**WRITTEN TASK:** State how many lines of the material below contain the string "bare" with case taken into account. Reply with the number alone.

**RECORDS FOR THIS EXERCISE:**
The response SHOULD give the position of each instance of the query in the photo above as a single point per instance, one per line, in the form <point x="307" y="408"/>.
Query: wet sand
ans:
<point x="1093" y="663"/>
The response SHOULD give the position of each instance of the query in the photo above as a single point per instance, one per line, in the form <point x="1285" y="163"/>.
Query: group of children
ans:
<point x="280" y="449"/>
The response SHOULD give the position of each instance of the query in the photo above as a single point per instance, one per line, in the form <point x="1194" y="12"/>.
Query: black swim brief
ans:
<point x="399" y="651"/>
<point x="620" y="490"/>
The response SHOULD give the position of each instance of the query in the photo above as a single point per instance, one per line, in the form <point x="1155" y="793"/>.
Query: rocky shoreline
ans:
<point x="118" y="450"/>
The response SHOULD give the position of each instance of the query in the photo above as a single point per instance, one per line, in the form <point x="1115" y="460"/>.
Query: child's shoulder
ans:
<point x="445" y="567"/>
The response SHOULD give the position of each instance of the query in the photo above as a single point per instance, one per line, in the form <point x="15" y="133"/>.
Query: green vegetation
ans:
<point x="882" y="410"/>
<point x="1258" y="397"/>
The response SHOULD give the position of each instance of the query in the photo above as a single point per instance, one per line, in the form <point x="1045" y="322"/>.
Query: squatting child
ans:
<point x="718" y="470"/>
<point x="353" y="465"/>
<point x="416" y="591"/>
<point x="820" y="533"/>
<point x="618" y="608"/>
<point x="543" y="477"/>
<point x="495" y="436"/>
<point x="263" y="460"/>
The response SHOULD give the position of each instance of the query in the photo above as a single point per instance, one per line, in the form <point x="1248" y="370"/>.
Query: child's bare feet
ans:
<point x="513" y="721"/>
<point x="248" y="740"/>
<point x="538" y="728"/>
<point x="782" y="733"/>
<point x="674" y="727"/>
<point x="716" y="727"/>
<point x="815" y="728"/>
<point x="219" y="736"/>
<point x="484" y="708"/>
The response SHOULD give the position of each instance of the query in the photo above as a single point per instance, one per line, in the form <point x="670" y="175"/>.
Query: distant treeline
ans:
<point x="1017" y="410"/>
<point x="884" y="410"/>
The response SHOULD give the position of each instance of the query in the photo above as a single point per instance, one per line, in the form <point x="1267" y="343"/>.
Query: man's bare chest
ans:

**WRITTEN RESPONSE:** 2